### Текст для чтения
+++
Другие курьезы отражают реалии советской системы распределения благ. В механизм распределения путевок, как и в любой другой, очень скоро проник блат. Так, в один из подмосковных домов отдыха для беременных прибывали женщины, отнюдь не похожие (по мнению руководителя - автора жалобы) на беременных. А одна женщина и вовсе оказалась мужчиной.
Несправедливость распределения видна не только по таким случаям, которые, конечно, отражают реальность скорее как метафора, а по распределению курортов на наиболее и наименее пролетарские. В книге есть ряд таблиц, и, в частности, одна из них показывает, что самые престижные и комфортные курортные зоны - Кисловодск, Молдавия, Сочи, Грузия - были наименее пролетарскими. Номинальная опора (если не сказать субъект) советской власти отдыхала в Красноярске, Ленинграде, Перми, Архангельске и Новосибирске.
Что же до крестьян, то это была самая неотдыхающая часть населения СССР - что в 1920-е годы, что на протяжении всех последующих 60 лет.
Джули ХЕССЛЕР
“Социальная история советской торговли. Торговая политика, розничная торговля и потребление (1917 - 1953 гг.)”
Бостон, Санкт-Петербург, Academic Studies Press / “Библиороссика”, 2022
Автор книги окончила Йельский университет, а диссертацию писала у знаменитой Шейлы Фицпатрик, требовательность которой наилучшим образом сказалась на погружении Джули Хесслер в материал. Количество источников, на которые она ссылается, огромно. И хотя она сетует, что книга получилась тоньше, чем бы ей хотелось, это все равно без малого 500 страниц текста с незначительными на таком фоне вкраплениями таблиц и иллюстраций.
В книге идет речь об истории потребления и торговли сразу после революции и при Сталине. Хесслер делит этот временной отрезок на три этапа, каждый из которых как бы представляет собой один цикл колебаний от кризиса до его преодоления. Это и определило композицию всей книги. Первая часть - это тотальный кризис после Первой мировой войны и революций, кризис Гражданской войны и выход из него с помощью новой экономической политики. Вторая часть - возврат от нэпа, больше похожего на капитализм, на рельсы построения социализма и коммунизма, кризис коллективизации и неурожаев начала 1930-х годов и предвоенный подъем экономики. Третья часть - война и поздний период правления Сталина.
+++
Материалы для определения местоположения:
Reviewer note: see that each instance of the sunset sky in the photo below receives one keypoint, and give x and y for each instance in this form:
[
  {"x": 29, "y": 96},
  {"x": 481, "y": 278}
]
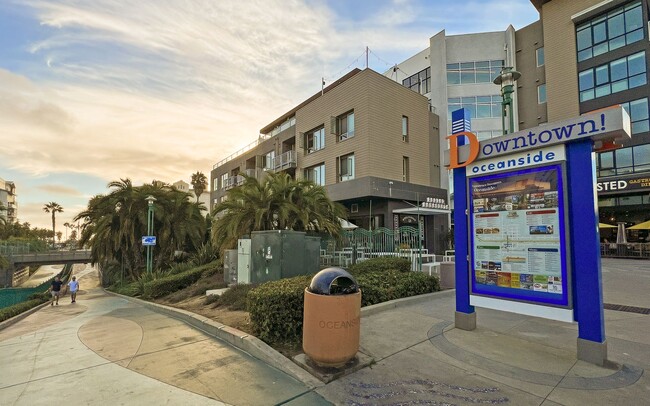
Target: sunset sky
[{"x": 97, "y": 90}]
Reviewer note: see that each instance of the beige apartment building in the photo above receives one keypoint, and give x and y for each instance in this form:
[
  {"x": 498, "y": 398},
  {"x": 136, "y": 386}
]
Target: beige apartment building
[{"x": 372, "y": 143}]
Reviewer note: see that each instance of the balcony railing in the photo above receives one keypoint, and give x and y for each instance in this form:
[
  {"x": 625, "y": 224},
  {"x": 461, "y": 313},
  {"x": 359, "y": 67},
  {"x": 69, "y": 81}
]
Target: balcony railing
[{"x": 284, "y": 161}]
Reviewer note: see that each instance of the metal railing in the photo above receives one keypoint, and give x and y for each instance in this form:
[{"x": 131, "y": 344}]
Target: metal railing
[{"x": 627, "y": 250}]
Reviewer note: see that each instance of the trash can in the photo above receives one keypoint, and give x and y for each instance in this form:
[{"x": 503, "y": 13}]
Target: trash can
[{"x": 331, "y": 322}]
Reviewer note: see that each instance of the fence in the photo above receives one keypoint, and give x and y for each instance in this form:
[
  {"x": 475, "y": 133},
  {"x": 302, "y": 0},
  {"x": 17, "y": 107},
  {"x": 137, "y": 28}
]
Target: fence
[{"x": 628, "y": 250}]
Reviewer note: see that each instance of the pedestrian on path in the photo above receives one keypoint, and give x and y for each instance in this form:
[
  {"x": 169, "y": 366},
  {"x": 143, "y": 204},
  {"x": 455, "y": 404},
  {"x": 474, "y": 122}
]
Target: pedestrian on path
[
  {"x": 55, "y": 289},
  {"x": 74, "y": 287}
]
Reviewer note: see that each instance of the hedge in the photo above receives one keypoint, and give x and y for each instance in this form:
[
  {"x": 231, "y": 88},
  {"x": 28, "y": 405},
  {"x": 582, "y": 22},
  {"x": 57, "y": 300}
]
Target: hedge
[
  {"x": 276, "y": 308},
  {"x": 169, "y": 284},
  {"x": 15, "y": 310}
]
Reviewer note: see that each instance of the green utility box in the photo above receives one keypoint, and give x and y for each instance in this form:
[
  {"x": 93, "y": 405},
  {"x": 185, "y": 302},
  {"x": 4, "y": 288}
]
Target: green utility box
[{"x": 281, "y": 254}]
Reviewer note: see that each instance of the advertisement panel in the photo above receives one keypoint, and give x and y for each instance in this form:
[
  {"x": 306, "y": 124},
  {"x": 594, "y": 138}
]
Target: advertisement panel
[{"x": 517, "y": 236}]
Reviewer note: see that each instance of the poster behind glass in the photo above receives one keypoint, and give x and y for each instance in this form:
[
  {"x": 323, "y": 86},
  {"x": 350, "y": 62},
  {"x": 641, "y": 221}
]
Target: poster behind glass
[{"x": 518, "y": 237}]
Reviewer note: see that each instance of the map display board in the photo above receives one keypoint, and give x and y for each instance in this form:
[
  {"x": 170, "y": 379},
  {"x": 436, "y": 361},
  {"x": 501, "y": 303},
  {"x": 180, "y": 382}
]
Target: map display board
[{"x": 518, "y": 237}]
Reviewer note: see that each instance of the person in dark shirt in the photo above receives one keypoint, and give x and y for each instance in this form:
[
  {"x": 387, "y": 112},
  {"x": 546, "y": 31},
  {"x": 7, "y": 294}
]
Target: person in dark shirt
[{"x": 56, "y": 290}]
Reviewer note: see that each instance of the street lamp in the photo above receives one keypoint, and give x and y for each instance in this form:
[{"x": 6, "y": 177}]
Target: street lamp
[
  {"x": 506, "y": 80},
  {"x": 150, "y": 199}
]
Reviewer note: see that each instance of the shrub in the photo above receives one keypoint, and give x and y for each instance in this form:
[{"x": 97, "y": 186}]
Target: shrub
[
  {"x": 163, "y": 286},
  {"x": 382, "y": 264},
  {"x": 11, "y": 311},
  {"x": 234, "y": 298},
  {"x": 276, "y": 308}
]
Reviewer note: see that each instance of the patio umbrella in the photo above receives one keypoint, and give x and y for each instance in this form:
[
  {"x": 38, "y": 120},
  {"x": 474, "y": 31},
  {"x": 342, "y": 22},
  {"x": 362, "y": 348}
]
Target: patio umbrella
[
  {"x": 621, "y": 236},
  {"x": 641, "y": 226}
]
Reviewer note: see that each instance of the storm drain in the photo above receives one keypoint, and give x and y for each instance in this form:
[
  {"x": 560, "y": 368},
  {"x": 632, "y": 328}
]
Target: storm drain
[{"x": 628, "y": 309}]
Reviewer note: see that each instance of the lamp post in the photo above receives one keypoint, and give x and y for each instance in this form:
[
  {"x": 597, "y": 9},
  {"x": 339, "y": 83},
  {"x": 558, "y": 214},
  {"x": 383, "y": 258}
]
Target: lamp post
[
  {"x": 506, "y": 80},
  {"x": 150, "y": 199}
]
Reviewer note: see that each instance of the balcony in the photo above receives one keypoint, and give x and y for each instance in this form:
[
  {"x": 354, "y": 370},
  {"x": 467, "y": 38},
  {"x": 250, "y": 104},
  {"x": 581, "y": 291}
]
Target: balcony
[{"x": 284, "y": 161}]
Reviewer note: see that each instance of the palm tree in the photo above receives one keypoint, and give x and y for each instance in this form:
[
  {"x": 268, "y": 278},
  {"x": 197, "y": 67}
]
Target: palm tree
[
  {"x": 53, "y": 207},
  {"x": 277, "y": 203},
  {"x": 199, "y": 183}
]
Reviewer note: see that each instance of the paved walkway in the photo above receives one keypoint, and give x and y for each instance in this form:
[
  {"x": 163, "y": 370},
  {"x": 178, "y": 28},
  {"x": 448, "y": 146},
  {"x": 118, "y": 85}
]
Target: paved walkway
[
  {"x": 107, "y": 350},
  {"x": 509, "y": 359}
]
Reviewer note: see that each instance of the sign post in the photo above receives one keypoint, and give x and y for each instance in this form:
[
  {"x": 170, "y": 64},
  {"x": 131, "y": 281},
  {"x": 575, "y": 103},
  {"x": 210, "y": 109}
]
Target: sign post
[{"x": 526, "y": 224}]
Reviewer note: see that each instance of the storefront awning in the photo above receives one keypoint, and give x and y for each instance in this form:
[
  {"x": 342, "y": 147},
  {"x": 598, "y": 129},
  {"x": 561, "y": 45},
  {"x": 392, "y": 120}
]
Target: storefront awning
[{"x": 422, "y": 211}]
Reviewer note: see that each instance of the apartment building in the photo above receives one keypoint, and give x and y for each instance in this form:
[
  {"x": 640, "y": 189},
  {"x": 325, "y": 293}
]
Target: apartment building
[
  {"x": 596, "y": 56},
  {"x": 372, "y": 143},
  {"x": 457, "y": 71},
  {"x": 8, "y": 200}
]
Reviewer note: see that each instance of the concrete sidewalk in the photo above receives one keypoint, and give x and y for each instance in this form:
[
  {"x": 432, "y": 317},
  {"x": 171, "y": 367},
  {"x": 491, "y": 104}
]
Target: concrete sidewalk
[{"x": 509, "y": 359}]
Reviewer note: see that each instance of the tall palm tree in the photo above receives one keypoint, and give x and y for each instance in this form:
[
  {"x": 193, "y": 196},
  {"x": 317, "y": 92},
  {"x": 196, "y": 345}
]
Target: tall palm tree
[
  {"x": 277, "y": 203},
  {"x": 199, "y": 183},
  {"x": 53, "y": 207}
]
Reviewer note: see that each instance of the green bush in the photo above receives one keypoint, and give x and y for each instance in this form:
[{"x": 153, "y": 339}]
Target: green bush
[
  {"x": 276, "y": 308},
  {"x": 382, "y": 264},
  {"x": 233, "y": 298},
  {"x": 163, "y": 286},
  {"x": 15, "y": 310}
]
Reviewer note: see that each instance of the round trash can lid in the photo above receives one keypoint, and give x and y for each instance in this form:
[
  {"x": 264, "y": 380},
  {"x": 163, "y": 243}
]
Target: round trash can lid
[{"x": 333, "y": 281}]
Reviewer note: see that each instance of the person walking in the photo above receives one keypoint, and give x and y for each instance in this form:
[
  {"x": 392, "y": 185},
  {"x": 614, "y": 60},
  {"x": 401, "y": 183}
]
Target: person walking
[
  {"x": 55, "y": 289},
  {"x": 74, "y": 287}
]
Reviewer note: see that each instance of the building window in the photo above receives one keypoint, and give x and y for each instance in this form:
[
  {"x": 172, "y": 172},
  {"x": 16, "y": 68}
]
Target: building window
+++
### Что сделать
**a)** Какой университет окончила автор книги, о которой говорится в тексте о советских курортах и торговле?
**b)** Подхватите текст о советских курортах и торговле и продолжите его с того места, где он обрывается.

### Ответы
**a)** Йельский университет.

**b)**
Как это ни удивительно, но социальная сторона советской экономики, особенно до 1953 года, вызывала интерес у своих современников по обе стороны железного занавеса. Но как работы советских историков и экономистов несли на себе отпечаток идеологии, так и работы их коллег из США были не свободны, во-первых, от предвзятости и, во-вторых, от фрагментарности данных. И, конечно, богатый трагедиями сталинизм предлагал поздним исследователям другие, более захватывающие сюжеты. Книга Джули Хесслер (как и книга Дайан Коенкер) призвана восполнить эти пробелы и предложить более нейтральный взгляд на советскую экономику.
В центре книги - непростые отношения власти к частной собственности и предпринимательству. На протяжении всего рассматриваемого периода контроль власти над товарно-денежным оборотом то усиливался, то ослаблялся. И всегда целесообразность того или иного решения была в большей или меньшей мере продиктована не только экономическими нуждами и сухой рациональностью, но также идеологией.
Если читать подряд книги Хесслер и Коенкер, то в глаза бросается то, как власть искала опору и поддержку в классе городского пролетариата, прежде всего рабочих крупных предприятий. (И тут же можно вспомнить фразу из работы Л. Ениной и Н. Граматчиковой о том, что “всем, что у меня есть, я обязан заводу”.) Но при этом аутсайдером вновь оставалась самая многострадальная прослойка российского (и советского) общества - крестьянство.
При желании можно найти параллели между сегодняшним кризисом и кризисом столетней давности. Контроль государства над экономикой, пусть и продиктованный разными целями и желаниями сегодня и тогда, приводил и приводит сейчас к столь частой смене нормативного регулирования, требований и обязательств сторон, что предприниматели ни сегодня, ни при нэпе не обладали актуальной полнотой понимания правил игры.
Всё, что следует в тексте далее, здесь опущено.